(Excerpt provided begins)

Since the devastating floods hit parts of Jammu and Kashmir, relief material in large quantities is being flown in to Srinagar airport. The first preference is given to essential goods that sadly include medicines too. Essential drugs were first in order, as most of the pharmacies in flood hit areas remained submerged. Moreover, flood waters usually become cause of many diseases that in turn increases the demand of medicines.
Regrettably, we could have brought in a lot more medicines at the same cost, had we been well-informed about the concept of generic medicines. We lack education perhaps because the market leaders don’t want us to learn something that would threaten their thriving trade. Those of us who are aware feel self-doubting bearing in mind that it’s unpopular, hence don’t chase it anymore. Definitely doctors know, but it seems many of them are barely concerned about the pocket of poor patients. Not even one doctor out of many I have consulted to in my lifetime has advised me or my family members to buy generic medicine.

(Excerpt provided ends)
(Source data begins)

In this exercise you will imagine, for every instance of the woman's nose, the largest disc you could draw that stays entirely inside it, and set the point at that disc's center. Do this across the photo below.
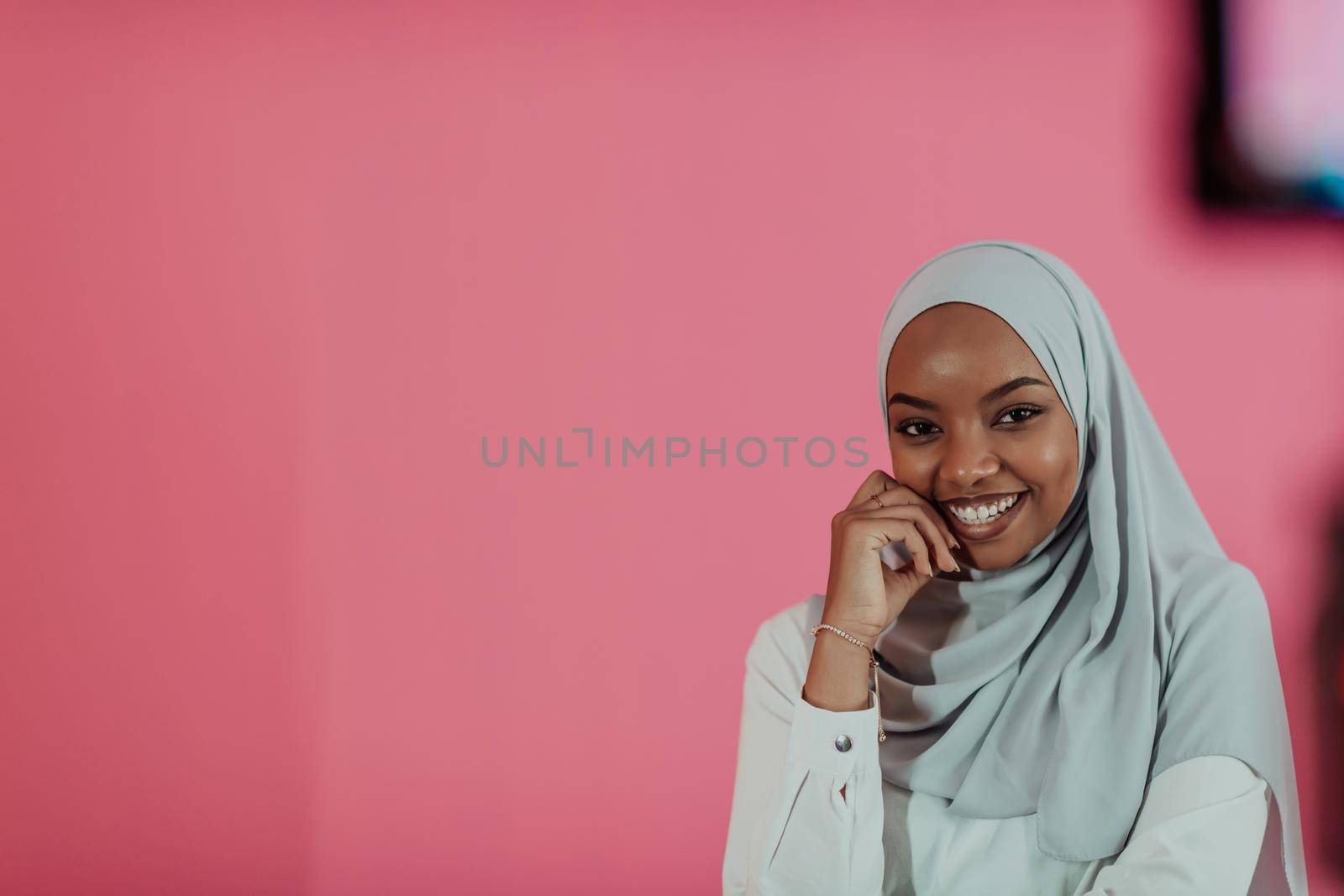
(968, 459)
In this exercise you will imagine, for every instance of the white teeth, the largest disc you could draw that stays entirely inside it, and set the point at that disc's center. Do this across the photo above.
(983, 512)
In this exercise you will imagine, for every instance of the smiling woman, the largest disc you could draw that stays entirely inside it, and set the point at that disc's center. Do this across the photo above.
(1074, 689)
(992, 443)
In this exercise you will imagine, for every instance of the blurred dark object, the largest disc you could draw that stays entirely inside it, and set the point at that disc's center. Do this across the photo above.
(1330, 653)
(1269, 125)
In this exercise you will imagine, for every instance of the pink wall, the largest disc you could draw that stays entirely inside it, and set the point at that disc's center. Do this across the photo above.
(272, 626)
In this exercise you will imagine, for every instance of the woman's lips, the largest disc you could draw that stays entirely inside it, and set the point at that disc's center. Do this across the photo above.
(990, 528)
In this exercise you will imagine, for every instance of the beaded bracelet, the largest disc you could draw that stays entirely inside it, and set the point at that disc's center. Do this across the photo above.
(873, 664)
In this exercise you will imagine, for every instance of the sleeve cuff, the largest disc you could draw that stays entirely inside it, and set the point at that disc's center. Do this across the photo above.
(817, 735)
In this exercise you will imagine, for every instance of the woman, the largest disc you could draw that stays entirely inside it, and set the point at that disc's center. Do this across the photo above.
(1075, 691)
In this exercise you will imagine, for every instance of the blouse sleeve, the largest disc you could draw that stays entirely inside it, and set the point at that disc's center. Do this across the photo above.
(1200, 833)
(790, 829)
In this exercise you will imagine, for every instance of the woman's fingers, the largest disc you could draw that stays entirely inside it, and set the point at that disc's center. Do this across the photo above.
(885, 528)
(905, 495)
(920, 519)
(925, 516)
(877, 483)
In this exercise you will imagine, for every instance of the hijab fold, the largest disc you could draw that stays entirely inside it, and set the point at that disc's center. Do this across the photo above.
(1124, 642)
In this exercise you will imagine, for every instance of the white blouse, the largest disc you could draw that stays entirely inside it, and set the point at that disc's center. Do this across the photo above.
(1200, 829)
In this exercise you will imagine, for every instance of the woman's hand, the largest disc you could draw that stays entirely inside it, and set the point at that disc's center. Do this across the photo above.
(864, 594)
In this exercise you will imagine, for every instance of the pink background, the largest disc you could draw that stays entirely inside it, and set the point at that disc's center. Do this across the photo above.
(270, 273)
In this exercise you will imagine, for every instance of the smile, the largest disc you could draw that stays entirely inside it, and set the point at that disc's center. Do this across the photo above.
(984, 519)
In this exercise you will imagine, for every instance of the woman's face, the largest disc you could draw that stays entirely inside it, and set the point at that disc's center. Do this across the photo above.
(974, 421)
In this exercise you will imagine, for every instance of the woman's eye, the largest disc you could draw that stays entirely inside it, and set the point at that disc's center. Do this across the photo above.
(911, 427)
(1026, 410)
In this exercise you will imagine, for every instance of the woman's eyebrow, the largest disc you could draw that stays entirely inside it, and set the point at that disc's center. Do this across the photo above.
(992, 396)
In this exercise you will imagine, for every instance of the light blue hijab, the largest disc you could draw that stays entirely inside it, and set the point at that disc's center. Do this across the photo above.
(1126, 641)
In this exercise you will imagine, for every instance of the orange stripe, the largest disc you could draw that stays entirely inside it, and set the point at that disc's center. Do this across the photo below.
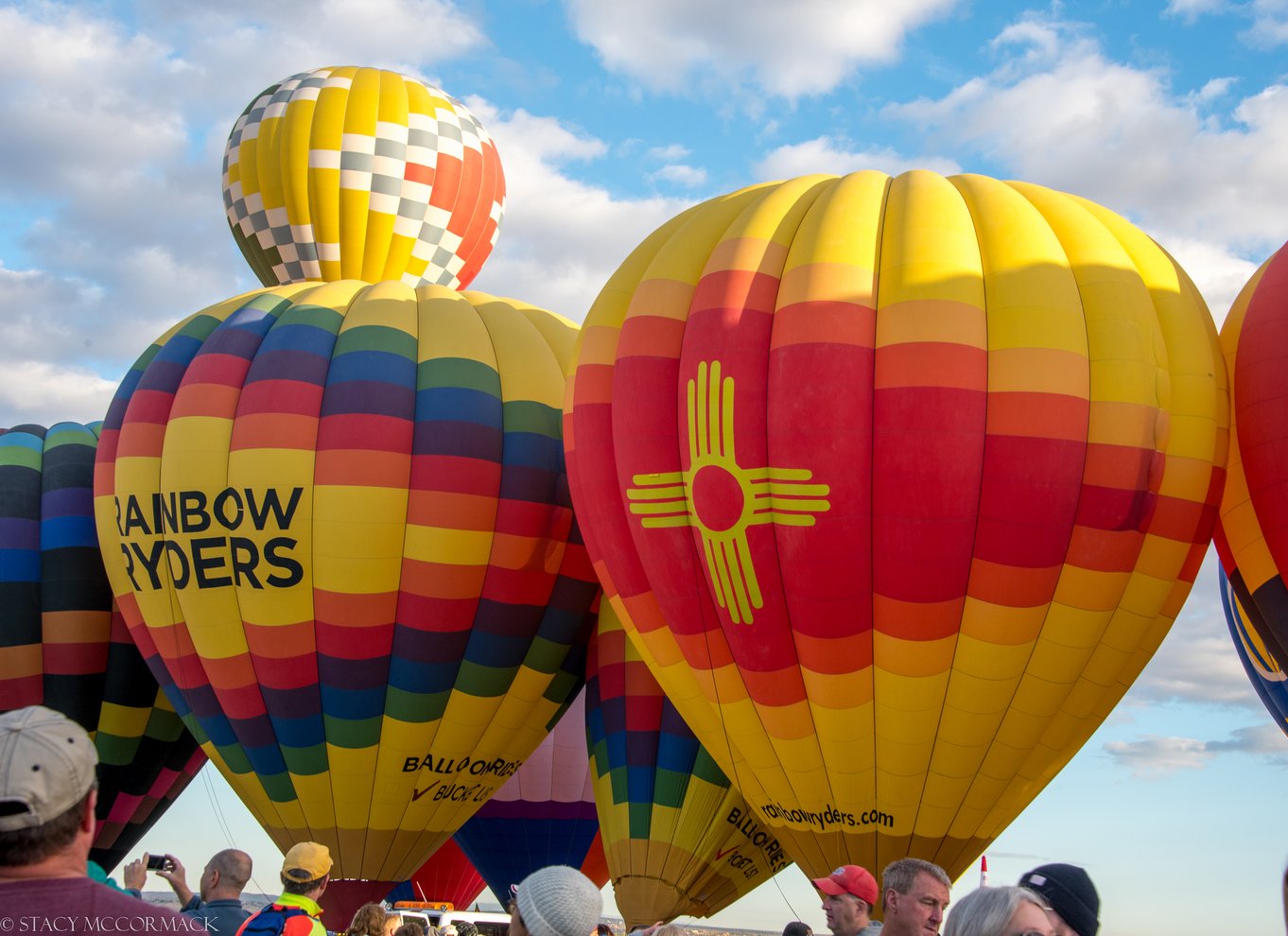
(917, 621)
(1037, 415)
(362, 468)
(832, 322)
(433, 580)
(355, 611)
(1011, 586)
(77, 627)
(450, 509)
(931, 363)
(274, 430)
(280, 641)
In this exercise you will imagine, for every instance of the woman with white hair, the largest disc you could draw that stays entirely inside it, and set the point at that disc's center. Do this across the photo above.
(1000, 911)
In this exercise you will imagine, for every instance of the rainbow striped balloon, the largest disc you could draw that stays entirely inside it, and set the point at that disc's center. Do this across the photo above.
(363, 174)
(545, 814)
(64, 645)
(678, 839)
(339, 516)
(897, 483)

(Source data ends)

List of tasks »
**A)** According to the flood relief article, why were essential drugs first in order among the relief goods?
**B)** Update the flood relief article between "Since the devastating" and "demand of medicines.", inclusive, putting "drugstores" in place of "pharmacies".
These entries have no connection to the flood relief article.

Written answers »
**A)** Most of the pharmacies in flood-hit areas remained submerged.

**B)**
Since the devastating floods hit parts of Jammu and Kashmir, relief material in large quantities is being flown in to Srinagar airport. The first preference is given to essential goods that sadly include medicines too. Essential drugs were first in order, as most of the drugstores in flood hit areas remained submerged. Moreover, flood waters usually become cause of many diseases that in turn increases the demand of medicines.